Entries from an annotation dataset:

++++++

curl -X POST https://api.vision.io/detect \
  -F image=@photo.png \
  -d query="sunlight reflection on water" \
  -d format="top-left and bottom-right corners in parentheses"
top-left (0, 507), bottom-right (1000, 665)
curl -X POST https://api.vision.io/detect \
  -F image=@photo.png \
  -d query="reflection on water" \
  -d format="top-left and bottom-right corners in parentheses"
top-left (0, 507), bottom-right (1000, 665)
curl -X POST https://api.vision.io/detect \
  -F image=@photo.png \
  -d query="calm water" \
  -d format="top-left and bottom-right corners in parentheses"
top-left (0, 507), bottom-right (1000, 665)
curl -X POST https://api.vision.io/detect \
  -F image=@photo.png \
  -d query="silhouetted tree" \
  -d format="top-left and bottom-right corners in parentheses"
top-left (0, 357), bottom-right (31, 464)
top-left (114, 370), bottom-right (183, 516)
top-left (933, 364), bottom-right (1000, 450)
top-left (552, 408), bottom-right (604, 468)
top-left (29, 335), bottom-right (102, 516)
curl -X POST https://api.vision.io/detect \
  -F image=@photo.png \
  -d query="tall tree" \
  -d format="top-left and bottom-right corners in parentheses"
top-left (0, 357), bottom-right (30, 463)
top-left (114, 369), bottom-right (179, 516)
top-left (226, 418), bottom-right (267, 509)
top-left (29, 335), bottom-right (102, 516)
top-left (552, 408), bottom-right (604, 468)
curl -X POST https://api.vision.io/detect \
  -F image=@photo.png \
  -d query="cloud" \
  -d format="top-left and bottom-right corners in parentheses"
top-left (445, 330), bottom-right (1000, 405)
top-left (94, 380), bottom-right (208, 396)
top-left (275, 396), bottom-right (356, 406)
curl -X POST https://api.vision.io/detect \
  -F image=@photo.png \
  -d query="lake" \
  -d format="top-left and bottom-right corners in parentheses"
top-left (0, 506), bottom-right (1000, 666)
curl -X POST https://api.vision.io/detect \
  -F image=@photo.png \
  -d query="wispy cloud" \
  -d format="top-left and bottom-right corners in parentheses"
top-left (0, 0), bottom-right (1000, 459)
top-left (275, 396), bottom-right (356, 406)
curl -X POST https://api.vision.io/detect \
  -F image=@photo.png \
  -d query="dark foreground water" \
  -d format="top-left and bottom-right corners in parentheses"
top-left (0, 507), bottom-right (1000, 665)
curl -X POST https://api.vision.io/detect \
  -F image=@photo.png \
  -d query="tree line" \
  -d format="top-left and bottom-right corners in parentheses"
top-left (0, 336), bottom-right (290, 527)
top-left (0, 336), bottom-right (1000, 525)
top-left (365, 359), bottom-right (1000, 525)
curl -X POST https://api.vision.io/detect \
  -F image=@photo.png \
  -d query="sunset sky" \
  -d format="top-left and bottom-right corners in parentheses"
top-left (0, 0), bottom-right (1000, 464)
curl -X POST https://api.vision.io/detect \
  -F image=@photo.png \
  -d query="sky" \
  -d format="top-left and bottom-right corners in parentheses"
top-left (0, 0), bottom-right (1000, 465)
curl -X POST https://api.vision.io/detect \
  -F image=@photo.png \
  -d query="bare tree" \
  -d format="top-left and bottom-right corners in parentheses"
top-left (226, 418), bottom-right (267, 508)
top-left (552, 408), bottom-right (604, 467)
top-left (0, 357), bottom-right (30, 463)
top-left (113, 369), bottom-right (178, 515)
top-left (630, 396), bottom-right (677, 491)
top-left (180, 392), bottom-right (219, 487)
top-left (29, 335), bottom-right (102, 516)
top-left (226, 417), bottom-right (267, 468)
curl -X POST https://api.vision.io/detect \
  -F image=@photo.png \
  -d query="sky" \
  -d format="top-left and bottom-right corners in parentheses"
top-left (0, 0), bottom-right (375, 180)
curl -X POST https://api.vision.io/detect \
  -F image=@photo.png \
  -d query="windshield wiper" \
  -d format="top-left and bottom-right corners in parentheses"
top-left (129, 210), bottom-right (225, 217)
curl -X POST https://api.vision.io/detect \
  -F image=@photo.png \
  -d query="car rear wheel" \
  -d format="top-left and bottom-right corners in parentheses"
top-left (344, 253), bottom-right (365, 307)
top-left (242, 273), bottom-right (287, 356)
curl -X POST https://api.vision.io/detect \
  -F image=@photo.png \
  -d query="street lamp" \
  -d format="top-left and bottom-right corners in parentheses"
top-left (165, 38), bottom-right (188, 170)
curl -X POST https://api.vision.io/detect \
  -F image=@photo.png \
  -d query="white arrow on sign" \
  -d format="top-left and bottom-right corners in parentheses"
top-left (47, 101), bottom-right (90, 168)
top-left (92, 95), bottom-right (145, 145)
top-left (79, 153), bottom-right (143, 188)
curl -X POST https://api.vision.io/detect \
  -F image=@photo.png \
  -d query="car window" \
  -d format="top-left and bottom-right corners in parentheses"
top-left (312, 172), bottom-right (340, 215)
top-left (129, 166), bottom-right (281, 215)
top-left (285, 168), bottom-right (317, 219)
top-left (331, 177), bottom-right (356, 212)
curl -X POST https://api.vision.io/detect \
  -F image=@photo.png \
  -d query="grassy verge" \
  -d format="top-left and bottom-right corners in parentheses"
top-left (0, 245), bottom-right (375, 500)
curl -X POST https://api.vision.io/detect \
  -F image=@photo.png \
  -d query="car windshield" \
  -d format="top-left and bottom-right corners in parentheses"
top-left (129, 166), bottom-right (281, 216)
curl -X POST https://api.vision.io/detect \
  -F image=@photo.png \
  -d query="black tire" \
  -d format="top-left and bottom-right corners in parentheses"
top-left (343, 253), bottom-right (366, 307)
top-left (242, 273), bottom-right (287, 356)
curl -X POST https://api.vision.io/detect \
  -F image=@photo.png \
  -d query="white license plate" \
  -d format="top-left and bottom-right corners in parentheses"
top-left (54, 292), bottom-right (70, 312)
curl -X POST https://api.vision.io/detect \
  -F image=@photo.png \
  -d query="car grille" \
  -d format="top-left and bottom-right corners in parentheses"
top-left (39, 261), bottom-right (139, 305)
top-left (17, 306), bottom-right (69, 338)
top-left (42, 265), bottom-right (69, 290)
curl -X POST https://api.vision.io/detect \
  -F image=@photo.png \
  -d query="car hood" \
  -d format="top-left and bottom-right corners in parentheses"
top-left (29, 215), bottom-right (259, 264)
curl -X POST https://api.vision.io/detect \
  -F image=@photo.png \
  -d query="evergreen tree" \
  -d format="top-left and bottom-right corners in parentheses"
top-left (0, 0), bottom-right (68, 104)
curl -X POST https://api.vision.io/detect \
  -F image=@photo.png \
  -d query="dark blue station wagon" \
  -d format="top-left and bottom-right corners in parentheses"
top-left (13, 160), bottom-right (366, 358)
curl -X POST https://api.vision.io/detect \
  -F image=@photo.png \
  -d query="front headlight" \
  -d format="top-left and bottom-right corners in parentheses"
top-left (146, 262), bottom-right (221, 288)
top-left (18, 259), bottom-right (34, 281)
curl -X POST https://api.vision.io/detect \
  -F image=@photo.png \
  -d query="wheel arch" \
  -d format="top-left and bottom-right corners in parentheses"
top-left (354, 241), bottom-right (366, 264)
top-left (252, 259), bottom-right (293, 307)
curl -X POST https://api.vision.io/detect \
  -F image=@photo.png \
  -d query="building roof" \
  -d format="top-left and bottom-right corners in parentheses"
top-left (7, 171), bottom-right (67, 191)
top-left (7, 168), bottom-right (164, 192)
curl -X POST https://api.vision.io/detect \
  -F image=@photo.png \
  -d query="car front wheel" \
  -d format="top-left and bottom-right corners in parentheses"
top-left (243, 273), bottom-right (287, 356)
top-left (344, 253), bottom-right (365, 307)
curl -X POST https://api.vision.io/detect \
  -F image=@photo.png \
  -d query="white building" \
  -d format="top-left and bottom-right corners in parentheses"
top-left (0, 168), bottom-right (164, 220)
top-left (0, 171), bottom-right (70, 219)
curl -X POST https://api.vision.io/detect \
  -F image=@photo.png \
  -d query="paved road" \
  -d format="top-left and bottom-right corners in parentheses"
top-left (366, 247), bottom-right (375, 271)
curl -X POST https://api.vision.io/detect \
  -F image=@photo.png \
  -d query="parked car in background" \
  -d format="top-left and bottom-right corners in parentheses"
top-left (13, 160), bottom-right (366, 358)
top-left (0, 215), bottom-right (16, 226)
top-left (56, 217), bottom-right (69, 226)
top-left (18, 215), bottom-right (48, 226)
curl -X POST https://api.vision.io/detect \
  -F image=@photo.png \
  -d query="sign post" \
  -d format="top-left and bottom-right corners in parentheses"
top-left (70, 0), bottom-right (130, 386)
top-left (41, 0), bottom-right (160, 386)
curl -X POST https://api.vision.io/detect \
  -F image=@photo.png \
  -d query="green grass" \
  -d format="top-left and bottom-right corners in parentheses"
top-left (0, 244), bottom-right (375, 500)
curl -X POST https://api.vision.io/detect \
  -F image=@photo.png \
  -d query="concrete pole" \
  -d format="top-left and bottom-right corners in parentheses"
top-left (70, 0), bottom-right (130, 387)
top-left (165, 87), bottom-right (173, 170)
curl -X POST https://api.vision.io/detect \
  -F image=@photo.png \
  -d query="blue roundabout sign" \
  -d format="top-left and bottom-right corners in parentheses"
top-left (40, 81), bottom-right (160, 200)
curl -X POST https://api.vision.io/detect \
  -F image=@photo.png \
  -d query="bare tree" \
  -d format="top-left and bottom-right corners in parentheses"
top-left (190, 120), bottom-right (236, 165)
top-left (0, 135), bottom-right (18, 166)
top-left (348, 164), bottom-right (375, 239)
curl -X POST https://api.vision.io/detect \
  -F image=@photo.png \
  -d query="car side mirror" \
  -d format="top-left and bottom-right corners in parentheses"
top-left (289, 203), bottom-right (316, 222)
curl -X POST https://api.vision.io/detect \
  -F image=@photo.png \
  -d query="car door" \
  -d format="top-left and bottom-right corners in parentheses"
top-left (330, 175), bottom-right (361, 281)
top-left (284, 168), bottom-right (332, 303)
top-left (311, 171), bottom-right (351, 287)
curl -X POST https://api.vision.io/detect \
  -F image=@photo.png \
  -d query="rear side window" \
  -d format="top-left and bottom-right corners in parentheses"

++++++

Work to be completed:
From the entries above, extract every line that contains the string "windshield".

Output:
  -d query="windshield wiper" \
  -d query="car windshield" \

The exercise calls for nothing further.